THE INPUT:

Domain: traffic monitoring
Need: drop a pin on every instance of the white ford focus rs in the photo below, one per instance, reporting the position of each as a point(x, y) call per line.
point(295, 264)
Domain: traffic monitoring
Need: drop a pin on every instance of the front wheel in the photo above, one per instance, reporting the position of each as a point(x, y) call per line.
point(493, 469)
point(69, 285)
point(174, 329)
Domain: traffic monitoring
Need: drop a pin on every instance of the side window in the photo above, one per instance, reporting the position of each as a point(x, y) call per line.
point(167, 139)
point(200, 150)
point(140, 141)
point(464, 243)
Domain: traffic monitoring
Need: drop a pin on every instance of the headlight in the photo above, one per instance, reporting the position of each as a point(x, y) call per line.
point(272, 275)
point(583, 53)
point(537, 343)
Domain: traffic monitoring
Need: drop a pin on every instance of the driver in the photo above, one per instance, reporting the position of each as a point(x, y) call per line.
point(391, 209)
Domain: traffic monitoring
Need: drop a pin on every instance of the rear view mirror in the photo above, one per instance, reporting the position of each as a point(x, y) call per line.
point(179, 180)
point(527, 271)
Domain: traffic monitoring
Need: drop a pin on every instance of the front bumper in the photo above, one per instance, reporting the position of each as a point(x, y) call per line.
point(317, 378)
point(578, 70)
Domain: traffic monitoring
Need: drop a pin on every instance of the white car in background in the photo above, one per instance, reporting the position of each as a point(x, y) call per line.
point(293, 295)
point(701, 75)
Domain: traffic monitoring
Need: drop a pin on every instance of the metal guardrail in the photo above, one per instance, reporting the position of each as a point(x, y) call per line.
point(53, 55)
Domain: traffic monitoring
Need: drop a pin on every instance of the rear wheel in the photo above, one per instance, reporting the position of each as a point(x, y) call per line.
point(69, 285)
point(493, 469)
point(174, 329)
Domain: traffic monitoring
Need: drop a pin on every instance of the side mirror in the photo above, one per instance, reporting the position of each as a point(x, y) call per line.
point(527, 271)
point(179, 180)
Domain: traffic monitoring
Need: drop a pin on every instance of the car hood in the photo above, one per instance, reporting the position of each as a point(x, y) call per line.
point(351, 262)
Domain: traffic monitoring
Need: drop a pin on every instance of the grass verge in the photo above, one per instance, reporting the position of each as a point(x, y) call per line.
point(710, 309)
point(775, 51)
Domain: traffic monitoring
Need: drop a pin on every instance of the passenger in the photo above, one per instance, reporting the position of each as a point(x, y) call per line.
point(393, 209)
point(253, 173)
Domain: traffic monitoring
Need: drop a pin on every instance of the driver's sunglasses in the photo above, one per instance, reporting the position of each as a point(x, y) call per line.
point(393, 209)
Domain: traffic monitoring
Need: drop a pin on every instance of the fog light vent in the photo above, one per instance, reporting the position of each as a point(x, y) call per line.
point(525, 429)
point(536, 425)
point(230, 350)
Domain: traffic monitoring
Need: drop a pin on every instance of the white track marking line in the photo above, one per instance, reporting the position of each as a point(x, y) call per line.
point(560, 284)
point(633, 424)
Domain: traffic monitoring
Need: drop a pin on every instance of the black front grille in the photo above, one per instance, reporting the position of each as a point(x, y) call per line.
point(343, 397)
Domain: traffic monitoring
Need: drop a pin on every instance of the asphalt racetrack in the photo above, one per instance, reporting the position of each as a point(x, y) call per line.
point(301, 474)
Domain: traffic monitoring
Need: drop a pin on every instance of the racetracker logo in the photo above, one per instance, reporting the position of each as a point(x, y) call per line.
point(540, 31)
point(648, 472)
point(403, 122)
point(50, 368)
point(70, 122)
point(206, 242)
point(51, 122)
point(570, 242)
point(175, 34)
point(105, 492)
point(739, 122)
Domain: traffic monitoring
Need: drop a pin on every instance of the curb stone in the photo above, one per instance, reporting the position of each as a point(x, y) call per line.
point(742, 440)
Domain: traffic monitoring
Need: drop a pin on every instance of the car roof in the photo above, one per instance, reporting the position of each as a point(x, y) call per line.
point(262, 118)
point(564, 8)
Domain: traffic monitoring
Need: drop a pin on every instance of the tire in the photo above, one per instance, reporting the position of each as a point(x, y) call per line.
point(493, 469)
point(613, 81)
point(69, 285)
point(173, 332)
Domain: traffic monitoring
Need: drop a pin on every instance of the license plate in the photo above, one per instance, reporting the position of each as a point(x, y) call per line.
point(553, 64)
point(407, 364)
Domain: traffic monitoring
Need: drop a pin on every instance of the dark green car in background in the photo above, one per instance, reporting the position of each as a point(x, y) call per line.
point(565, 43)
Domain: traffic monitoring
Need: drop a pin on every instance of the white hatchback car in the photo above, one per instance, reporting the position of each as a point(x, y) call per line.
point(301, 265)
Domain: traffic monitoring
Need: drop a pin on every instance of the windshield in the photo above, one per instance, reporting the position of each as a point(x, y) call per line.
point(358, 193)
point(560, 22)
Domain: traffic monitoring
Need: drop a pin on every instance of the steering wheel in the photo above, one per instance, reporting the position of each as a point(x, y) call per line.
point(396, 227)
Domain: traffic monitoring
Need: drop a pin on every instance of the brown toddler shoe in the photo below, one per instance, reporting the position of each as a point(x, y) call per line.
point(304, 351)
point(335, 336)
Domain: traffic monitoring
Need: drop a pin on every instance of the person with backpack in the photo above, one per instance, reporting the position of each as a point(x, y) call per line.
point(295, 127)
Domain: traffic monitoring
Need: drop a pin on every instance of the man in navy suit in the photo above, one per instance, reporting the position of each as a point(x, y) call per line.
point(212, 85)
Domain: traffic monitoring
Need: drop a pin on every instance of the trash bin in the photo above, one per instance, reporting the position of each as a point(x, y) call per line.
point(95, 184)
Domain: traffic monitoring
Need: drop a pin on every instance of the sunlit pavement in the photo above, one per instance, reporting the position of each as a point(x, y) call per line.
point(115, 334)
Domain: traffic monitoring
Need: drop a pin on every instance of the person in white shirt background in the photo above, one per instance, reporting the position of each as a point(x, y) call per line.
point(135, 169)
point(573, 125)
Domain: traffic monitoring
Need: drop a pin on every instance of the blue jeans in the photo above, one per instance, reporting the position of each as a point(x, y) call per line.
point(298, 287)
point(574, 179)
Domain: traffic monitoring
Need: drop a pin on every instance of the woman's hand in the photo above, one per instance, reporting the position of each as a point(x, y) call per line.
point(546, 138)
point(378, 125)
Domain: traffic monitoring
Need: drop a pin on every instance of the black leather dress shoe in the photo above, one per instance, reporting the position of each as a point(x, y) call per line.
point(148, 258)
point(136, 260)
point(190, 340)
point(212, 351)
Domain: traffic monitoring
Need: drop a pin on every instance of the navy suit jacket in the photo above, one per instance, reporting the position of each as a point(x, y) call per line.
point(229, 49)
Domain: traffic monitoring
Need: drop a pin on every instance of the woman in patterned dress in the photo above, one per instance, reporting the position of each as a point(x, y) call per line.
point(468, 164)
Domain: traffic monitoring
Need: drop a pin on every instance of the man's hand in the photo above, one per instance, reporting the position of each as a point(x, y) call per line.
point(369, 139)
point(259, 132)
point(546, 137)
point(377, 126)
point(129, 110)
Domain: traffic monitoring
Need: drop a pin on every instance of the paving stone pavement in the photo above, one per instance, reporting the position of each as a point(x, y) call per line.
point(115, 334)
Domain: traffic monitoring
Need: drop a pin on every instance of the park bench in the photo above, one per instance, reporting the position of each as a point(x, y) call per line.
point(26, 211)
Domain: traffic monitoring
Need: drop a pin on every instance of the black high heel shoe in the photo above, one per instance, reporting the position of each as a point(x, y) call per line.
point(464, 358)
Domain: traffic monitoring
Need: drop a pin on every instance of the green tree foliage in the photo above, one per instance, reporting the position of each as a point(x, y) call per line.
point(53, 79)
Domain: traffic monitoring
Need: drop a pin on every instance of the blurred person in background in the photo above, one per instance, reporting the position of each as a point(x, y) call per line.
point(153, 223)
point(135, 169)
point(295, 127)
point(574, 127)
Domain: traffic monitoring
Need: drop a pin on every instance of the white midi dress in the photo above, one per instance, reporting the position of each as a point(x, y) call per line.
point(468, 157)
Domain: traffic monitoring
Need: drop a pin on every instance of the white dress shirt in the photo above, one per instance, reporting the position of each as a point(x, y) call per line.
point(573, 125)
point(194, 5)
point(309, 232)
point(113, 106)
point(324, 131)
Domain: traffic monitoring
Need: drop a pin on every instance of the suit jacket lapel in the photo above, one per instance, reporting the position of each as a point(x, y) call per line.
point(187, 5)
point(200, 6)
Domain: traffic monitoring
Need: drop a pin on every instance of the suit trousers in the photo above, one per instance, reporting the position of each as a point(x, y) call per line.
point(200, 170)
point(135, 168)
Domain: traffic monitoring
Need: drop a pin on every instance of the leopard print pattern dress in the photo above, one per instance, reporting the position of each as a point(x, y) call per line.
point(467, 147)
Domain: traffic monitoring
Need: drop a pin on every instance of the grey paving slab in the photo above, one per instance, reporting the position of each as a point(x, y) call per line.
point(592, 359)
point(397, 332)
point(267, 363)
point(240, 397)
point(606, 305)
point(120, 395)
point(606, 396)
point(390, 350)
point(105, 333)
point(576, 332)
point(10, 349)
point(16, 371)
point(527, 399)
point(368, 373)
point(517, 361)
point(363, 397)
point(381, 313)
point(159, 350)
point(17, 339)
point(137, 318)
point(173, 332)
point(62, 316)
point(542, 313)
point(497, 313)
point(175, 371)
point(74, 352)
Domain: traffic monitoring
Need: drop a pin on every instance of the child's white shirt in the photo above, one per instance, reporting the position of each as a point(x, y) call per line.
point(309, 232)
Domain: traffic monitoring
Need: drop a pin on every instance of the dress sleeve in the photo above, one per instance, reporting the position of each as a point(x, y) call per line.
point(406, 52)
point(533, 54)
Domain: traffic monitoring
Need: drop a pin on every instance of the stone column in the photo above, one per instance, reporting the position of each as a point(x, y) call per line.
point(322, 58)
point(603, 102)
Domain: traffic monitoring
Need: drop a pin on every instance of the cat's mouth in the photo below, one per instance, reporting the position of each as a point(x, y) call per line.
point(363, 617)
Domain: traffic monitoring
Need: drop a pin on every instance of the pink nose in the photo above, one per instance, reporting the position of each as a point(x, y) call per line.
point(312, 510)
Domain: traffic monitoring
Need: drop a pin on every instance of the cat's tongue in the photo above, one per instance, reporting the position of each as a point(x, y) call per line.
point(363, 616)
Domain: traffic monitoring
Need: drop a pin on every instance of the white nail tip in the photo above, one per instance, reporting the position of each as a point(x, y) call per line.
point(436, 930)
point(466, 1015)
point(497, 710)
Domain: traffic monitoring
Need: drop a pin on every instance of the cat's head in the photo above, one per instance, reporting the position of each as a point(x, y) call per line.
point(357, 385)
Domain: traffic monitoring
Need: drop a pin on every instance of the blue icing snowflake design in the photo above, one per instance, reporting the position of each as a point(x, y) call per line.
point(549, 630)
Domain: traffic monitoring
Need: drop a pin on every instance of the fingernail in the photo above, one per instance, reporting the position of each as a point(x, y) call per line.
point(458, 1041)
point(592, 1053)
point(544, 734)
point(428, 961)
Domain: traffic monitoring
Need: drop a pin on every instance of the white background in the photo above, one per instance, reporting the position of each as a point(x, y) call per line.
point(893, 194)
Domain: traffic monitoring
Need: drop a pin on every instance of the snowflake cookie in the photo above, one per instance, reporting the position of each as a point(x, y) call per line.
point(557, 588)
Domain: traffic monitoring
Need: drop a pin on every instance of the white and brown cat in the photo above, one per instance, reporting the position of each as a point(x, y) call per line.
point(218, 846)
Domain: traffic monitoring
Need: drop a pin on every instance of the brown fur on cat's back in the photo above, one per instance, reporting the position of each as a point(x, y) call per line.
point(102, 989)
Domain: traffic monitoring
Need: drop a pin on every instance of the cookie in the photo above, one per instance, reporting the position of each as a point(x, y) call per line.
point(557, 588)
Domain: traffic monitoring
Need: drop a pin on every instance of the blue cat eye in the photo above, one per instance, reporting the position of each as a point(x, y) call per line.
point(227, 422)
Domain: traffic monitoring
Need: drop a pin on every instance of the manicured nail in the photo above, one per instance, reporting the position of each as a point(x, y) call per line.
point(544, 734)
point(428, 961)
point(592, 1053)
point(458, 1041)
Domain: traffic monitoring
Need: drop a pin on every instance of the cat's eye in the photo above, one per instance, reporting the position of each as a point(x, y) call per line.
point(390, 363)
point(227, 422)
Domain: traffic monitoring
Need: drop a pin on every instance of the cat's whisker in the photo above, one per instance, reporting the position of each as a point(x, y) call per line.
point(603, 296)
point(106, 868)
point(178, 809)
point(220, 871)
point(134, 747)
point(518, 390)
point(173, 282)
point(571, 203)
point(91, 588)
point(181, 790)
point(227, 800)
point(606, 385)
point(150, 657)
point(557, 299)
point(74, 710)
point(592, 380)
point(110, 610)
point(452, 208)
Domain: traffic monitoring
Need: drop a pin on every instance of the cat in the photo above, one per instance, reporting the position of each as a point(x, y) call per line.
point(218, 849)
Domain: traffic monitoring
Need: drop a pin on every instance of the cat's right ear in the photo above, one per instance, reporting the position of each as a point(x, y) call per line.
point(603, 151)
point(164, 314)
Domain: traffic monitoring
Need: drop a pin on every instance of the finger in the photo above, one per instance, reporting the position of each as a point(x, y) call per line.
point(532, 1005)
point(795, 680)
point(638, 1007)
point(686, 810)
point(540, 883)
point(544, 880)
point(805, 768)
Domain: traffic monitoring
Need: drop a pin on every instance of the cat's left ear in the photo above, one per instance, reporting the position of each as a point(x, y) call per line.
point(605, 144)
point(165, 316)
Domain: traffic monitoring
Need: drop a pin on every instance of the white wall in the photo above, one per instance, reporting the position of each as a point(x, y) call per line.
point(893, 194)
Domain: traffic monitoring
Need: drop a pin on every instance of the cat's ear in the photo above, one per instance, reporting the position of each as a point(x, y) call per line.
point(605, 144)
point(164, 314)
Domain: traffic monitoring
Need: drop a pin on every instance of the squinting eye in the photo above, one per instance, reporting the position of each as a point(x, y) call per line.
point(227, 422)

WHAT TO PRODUCE: Find each line in the material above that contains the string "marking", and copy those lines out in full.

ANSWER BELOW:
Need: drop a pin on every instance of the white track marking line in the photo above, one per instance, reporting the position of each as a point(x, y) call per line.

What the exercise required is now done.